(Beginning of Source passage)

Mary Josephine Hornaday (April 5, 1906 – April 20, 1982) was an American journalist. She was vice president of the Overseas Press Club of America in 1952 and in 1965, while she was working for The Christian Science Monitor.

==Early life and education==
Hornaday was born in Washington, D.C., the daughter of James Parks Hornaday and Mary Gertrude Willis Hornaday. Her father was chief of the Washington bureau of the Indianapolis News; brothers Fred, James, and Hilton, and her uncle William, also worked in journalism. Her maternal uncle, Raymond E. Willis, was a United States senator from Indiana. She graduated from Swarthmore College in 1927.

==Career==
Hornaday began as a reporter for The Christian Science Monitor in 1927, at the Washington bureau. In 1932 she interviewed First Lady Lou Henry Hoover about Girl Scouting. In 1936 she served as president of the Women's National Press Club. She knew Eleanor Roosevelt well, and chaired Roosevelt's press conferences at the White House. She went to London after World War II to cover postwar relief efforts. Hornaday reported from the magazine's West Coast bureau from 1946 to 1950. In 1952, and again in 1965, she was vice-president of the Overseas Press Club of America. In the 1950s and 1960s she covered the United Nations from the New York bureau.

== Selected publications ==
- "Cuban Prisoner Release Pushed" (1962)
- "American to Fly Aid to Cuban Needy" (1963)
- "Oswald's Mother Tells her Version" (1964)

==Personal life==
Hornaday died in 1982, at the age of 76, in Riverdale, New York.

(End of Source passage)
(Beginning of Material supplied)

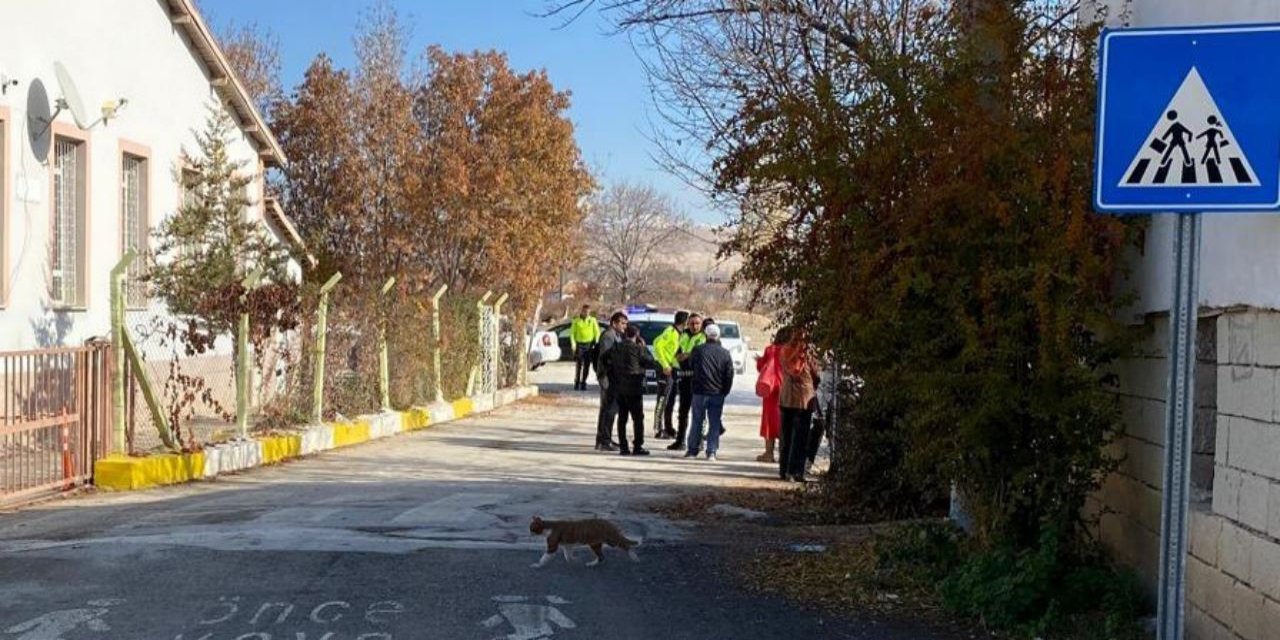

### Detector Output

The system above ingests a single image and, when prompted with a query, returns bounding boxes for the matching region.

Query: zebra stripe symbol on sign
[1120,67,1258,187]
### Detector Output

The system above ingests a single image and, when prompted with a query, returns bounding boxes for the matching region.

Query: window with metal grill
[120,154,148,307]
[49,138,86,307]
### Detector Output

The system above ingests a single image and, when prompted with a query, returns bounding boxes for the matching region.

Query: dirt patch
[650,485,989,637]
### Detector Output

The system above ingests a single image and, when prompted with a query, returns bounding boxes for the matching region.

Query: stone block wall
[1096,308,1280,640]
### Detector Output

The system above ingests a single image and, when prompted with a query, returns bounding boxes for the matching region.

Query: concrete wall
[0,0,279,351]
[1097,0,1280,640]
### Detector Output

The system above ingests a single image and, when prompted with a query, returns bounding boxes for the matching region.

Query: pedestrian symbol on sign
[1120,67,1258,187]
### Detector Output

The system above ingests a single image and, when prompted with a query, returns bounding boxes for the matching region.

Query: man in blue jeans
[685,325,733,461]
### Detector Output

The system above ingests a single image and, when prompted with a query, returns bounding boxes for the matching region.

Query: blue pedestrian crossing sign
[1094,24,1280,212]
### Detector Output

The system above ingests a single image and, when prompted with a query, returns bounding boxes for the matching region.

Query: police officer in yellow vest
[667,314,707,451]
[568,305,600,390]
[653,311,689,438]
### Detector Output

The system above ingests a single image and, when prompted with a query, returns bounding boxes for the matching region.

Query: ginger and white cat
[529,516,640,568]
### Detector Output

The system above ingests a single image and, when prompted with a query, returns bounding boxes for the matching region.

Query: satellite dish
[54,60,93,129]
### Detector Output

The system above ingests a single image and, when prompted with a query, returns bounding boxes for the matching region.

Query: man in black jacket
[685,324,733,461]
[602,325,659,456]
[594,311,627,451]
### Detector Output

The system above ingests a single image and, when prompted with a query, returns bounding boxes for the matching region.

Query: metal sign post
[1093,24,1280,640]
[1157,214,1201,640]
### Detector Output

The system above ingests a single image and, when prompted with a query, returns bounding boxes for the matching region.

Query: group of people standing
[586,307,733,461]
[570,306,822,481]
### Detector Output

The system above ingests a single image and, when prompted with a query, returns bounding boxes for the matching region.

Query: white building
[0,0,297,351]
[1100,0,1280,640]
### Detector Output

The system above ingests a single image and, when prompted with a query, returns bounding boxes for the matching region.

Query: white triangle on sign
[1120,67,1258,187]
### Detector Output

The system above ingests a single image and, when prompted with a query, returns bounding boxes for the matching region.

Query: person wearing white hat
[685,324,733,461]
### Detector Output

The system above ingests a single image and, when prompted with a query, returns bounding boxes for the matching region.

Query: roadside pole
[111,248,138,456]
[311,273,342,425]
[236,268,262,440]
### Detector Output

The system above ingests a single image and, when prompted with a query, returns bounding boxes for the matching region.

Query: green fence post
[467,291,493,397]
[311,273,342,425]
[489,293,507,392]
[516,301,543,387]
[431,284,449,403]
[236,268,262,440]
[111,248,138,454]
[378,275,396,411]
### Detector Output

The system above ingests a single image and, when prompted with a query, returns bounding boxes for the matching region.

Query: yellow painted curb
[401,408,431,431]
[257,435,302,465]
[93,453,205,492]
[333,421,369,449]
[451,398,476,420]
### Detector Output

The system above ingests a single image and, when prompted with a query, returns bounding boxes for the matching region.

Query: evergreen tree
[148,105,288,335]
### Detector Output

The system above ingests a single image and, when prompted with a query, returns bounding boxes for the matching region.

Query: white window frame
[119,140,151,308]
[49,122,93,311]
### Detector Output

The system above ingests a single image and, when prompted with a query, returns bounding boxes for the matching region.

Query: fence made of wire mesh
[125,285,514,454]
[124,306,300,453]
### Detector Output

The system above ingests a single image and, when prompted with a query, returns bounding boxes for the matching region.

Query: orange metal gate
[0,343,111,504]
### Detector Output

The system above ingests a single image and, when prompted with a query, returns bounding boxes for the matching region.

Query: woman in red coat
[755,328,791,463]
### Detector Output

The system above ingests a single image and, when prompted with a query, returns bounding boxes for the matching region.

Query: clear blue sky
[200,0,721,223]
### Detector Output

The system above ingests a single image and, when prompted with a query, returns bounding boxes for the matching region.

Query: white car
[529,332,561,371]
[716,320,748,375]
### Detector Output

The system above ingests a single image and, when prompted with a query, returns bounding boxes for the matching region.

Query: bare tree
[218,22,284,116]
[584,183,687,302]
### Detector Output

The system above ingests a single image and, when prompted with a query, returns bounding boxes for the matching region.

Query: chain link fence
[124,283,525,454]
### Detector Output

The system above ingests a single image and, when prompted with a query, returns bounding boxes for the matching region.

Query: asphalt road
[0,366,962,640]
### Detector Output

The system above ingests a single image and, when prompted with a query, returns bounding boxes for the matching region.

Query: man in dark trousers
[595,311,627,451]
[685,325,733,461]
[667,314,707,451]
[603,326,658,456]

(End of Material supplied)

Questions:
• A. In the Hornaday biography, copy everything from "Mary Josephine Hornaday" down to "Christian Science Monitor.".
• B. Answer these from the Hornaday biography:
(i) Which college did Hornaday graduate from, and in what year?
(ii) In what year was she president of the Women's National Press Club?
(iii) Where did she die?

Solutions per task:
• A.
Mary Josephine Hornaday (April 5, 1906 – April 20, 1982) was an American journalist. She was vice president of the Overseas Press Club of America in 1952 and in 1965, while she was working for The Christian Science Monitor.

• B.
(i) Swarthmore College, in 1927.
(ii) 1936.
(iii) Riverdale, New York.